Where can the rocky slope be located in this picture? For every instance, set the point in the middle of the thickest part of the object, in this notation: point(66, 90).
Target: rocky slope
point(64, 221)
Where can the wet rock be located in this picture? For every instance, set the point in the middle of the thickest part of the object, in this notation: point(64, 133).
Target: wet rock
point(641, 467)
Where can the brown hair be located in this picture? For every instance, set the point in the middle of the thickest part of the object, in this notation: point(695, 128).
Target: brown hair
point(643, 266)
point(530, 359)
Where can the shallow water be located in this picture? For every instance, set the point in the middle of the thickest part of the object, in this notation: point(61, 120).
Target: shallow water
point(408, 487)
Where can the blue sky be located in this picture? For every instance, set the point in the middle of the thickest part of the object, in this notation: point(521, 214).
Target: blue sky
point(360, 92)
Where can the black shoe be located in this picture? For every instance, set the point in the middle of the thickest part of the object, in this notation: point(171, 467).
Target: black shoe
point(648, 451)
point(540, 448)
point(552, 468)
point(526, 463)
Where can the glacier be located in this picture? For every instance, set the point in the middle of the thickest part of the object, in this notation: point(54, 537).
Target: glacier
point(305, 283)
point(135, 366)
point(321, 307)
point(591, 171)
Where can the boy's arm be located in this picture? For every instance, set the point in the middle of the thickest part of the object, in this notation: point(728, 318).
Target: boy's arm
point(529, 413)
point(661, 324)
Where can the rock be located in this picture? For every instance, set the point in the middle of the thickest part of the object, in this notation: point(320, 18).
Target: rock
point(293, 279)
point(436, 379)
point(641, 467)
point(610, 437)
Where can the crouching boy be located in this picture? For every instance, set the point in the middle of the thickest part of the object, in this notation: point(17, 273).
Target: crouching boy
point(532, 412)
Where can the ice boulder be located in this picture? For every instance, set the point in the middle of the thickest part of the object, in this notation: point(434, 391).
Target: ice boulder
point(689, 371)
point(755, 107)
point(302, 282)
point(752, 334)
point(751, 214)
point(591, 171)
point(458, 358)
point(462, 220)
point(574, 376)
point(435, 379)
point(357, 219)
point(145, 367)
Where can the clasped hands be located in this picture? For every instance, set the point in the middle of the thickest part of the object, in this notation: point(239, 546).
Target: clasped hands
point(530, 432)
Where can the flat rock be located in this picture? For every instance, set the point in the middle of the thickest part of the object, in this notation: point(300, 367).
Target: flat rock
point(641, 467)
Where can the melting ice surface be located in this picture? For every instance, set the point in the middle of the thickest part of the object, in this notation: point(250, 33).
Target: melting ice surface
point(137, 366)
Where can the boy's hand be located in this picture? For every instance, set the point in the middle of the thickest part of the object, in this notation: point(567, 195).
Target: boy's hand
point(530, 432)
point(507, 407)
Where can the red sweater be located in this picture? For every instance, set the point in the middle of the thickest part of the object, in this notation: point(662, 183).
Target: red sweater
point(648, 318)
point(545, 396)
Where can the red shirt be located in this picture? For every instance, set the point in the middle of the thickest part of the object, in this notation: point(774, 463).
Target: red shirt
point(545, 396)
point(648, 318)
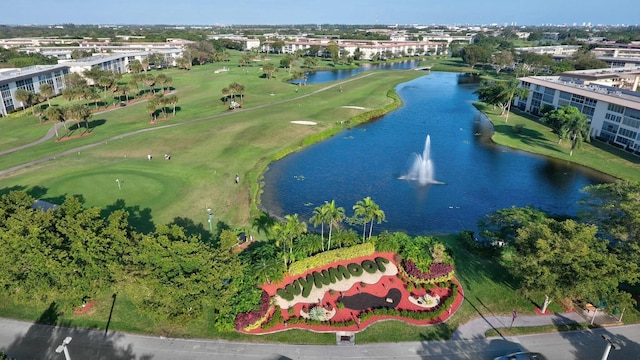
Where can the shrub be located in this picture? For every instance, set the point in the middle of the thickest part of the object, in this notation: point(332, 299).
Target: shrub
point(328, 257)
point(438, 272)
point(245, 320)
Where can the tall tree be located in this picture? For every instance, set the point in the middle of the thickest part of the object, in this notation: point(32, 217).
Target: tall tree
point(568, 122)
point(24, 97)
point(320, 218)
point(46, 90)
point(268, 69)
point(368, 212)
point(335, 216)
point(615, 208)
point(55, 114)
point(565, 259)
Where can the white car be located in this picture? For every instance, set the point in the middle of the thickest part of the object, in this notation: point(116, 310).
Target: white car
point(522, 356)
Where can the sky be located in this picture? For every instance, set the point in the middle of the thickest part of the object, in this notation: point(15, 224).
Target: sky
point(278, 12)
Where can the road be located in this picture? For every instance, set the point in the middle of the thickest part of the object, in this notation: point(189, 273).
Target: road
point(23, 341)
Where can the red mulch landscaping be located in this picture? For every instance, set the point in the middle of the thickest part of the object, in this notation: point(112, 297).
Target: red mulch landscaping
point(86, 308)
point(73, 137)
point(345, 315)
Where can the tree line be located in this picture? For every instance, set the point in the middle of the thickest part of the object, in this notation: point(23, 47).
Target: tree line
point(591, 258)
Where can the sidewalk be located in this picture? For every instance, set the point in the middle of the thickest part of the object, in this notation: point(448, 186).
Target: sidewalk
point(475, 329)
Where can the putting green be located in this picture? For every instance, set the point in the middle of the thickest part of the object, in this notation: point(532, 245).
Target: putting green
point(145, 189)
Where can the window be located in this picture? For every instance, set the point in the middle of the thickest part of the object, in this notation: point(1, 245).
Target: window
point(628, 133)
point(616, 118)
point(578, 99)
point(588, 110)
point(6, 97)
point(615, 108)
point(630, 122)
point(590, 102)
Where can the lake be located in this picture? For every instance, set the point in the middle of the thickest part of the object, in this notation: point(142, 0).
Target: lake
point(475, 176)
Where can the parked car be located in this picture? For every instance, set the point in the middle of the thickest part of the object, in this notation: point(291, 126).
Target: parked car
point(523, 355)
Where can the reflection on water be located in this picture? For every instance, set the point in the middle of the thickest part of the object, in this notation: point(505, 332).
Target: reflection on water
point(319, 77)
point(479, 177)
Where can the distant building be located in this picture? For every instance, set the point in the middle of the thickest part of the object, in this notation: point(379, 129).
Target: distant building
point(29, 79)
point(614, 113)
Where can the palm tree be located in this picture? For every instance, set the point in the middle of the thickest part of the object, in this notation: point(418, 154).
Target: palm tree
point(151, 110)
point(23, 96)
point(92, 95)
point(368, 212)
point(161, 80)
point(280, 232)
point(335, 215)
point(105, 82)
point(54, 114)
point(225, 94)
point(295, 228)
point(240, 91)
point(377, 215)
point(319, 218)
point(135, 66)
point(150, 81)
point(578, 127)
point(46, 90)
point(167, 83)
point(173, 100)
point(145, 64)
point(268, 69)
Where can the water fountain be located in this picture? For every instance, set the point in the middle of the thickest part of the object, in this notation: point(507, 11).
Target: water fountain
point(422, 166)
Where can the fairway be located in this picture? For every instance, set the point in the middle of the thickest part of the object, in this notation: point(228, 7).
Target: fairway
point(208, 145)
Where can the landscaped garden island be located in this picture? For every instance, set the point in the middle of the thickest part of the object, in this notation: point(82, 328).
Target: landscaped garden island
point(350, 294)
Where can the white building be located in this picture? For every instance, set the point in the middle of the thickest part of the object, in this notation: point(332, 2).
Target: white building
point(29, 79)
point(367, 48)
point(614, 113)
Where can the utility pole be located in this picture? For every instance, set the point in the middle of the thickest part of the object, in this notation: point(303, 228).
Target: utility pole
point(63, 348)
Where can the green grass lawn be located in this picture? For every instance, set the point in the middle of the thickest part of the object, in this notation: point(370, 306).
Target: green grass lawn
point(207, 150)
point(212, 144)
point(522, 131)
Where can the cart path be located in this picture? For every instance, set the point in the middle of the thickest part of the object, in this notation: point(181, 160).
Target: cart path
point(51, 133)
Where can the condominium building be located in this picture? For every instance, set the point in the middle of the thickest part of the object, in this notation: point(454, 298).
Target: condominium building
point(29, 79)
point(614, 113)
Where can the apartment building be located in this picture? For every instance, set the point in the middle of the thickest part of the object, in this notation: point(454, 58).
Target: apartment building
point(29, 79)
point(614, 112)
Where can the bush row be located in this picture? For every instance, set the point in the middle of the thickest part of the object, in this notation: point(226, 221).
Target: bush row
point(304, 285)
point(407, 314)
point(328, 257)
point(438, 272)
point(471, 244)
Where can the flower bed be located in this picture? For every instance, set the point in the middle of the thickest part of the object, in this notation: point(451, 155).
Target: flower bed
point(351, 304)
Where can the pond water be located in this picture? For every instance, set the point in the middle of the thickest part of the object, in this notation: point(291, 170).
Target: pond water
point(472, 176)
point(318, 77)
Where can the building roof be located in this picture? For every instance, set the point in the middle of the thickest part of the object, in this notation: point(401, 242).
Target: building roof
point(28, 72)
point(597, 74)
point(608, 94)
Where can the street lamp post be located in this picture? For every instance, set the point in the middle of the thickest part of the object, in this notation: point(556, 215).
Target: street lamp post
point(610, 345)
point(63, 348)
point(210, 220)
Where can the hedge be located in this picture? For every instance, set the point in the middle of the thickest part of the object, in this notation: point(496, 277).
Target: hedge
point(328, 257)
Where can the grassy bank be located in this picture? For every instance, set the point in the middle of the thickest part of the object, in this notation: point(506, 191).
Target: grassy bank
point(210, 146)
point(524, 132)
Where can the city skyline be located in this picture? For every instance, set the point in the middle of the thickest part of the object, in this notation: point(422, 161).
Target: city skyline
point(281, 12)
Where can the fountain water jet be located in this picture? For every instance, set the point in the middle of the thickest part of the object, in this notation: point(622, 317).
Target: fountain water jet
point(422, 166)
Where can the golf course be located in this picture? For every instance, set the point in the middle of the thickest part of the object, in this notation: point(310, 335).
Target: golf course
point(208, 144)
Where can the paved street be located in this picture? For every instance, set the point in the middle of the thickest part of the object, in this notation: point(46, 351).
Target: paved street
point(30, 341)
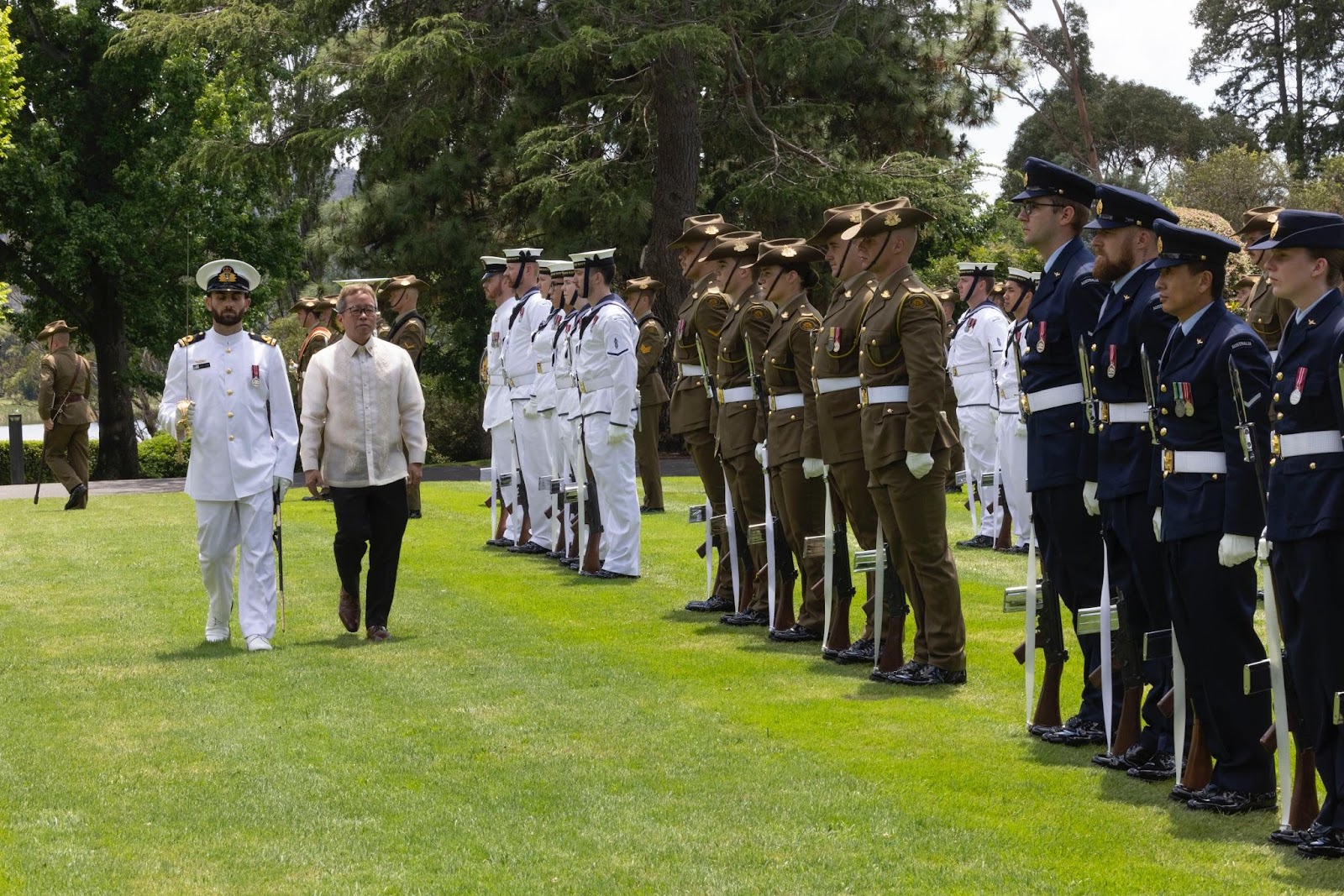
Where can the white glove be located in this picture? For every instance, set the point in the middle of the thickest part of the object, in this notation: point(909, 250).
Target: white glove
point(918, 464)
point(1090, 499)
point(1234, 550)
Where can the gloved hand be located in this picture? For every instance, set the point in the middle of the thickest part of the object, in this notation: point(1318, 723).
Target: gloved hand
point(1090, 499)
point(1265, 546)
point(918, 464)
point(1234, 550)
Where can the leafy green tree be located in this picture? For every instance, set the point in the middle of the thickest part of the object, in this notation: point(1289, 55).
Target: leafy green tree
point(107, 210)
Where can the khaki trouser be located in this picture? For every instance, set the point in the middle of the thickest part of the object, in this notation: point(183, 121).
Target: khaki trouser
point(914, 521)
point(66, 452)
point(647, 454)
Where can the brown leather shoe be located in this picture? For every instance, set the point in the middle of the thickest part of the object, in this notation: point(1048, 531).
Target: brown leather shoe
point(349, 611)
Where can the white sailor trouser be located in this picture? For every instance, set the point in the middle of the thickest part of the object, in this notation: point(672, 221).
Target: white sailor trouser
point(1011, 470)
point(534, 454)
point(501, 458)
point(613, 468)
point(239, 530)
point(978, 438)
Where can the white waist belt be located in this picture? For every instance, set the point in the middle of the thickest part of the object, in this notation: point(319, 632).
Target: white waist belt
point(1057, 396)
point(736, 394)
point(967, 369)
point(1194, 463)
point(884, 394)
point(593, 385)
point(1126, 412)
point(828, 385)
point(1300, 443)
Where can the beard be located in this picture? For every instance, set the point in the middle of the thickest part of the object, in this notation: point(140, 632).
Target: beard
point(1108, 269)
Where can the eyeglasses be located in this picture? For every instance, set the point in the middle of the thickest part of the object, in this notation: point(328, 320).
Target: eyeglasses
point(1030, 208)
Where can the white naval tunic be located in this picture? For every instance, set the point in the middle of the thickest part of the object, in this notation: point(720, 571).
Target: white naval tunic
point(239, 446)
point(974, 359)
point(608, 375)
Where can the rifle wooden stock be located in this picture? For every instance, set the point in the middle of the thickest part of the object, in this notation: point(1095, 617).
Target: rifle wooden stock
point(1200, 765)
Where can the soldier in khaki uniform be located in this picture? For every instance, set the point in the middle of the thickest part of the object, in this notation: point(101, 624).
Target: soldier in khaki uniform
point(906, 438)
point(654, 394)
point(748, 322)
point(65, 380)
point(835, 371)
point(691, 414)
point(790, 443)
point(1267, 313)
point(401, 296)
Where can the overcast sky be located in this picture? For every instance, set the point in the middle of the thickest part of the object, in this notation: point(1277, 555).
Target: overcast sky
point(1148, 40)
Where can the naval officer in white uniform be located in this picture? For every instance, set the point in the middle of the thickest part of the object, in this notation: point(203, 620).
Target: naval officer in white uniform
point(228, 390)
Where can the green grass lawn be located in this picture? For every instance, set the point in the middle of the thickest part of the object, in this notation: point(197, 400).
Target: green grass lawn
point(528, 731)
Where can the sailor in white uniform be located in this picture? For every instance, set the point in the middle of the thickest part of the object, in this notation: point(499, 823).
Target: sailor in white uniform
point(228, 391)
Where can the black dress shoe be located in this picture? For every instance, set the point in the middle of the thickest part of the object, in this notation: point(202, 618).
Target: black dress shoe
point(711, 605)
point(858, 652)
point(1133, 758)
point(78, 499)
point(933, 676)
point(1328, 846)
point(1231, 802)
point(1289, 837)
point(745, 618)
point(1085, 734)
point(1160, 768)
point(795, 633)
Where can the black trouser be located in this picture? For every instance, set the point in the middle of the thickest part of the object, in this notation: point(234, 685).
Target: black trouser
point(371, 519)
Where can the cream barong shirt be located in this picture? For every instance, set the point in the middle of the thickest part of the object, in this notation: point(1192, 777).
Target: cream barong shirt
point(362, 407)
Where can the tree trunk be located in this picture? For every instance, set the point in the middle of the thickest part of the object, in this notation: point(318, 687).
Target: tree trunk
point(118, 457)
point(676, 177)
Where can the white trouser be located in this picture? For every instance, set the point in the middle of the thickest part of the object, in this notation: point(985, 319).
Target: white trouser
point(501, 458)
point(534, 454)
point(1011, 470)
point(228, 531)
point(979, 438)
point(613, 468)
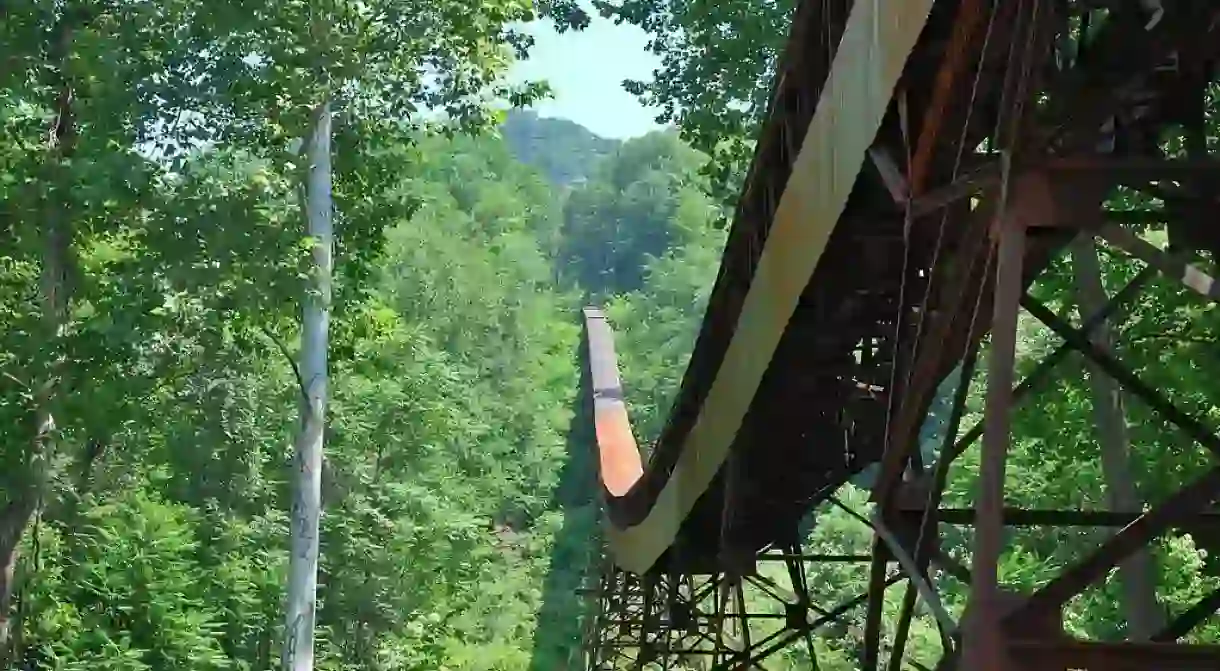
━━━━━━━━━━
Given task: Could you swap "shallow water" for "calm water" in the part of the records that opens at their first line and closes with the line containing "point(360, 92)", both included, and return only those lines with nothing else changed?

Final result:
Where can the rocky slope be located in this picture? For every instance, set the point in the middle of the thickest part of the object, in this notation: point(66, 90).
Target: rocky slope
point(64, 221)
Where can the wet rock be located in this picture? For every instance, set the point in the middle of the thickest part of the object, in this notation: point(64, 133).
Target: wet rock
point(641, 467)
Where can the brown hair be located in this picture? For every instance, set the point in the middle of the thickest part of the object, in this notation: point(695, 128).
Target: brown hair
point(643, 266)
point(530, 359)
Where can the calm water be located in this picture? For every instance, set the point in the middle of the thickest part of the object, in this notation: point(61, 120).
Target: calm water
point(408, 487)
Where can the blue sky be located in this picture? For every instance, set the point in the middle of the thickest part of the object, in this notation: point(521, 214).
Target: blue sky
point(360, 92)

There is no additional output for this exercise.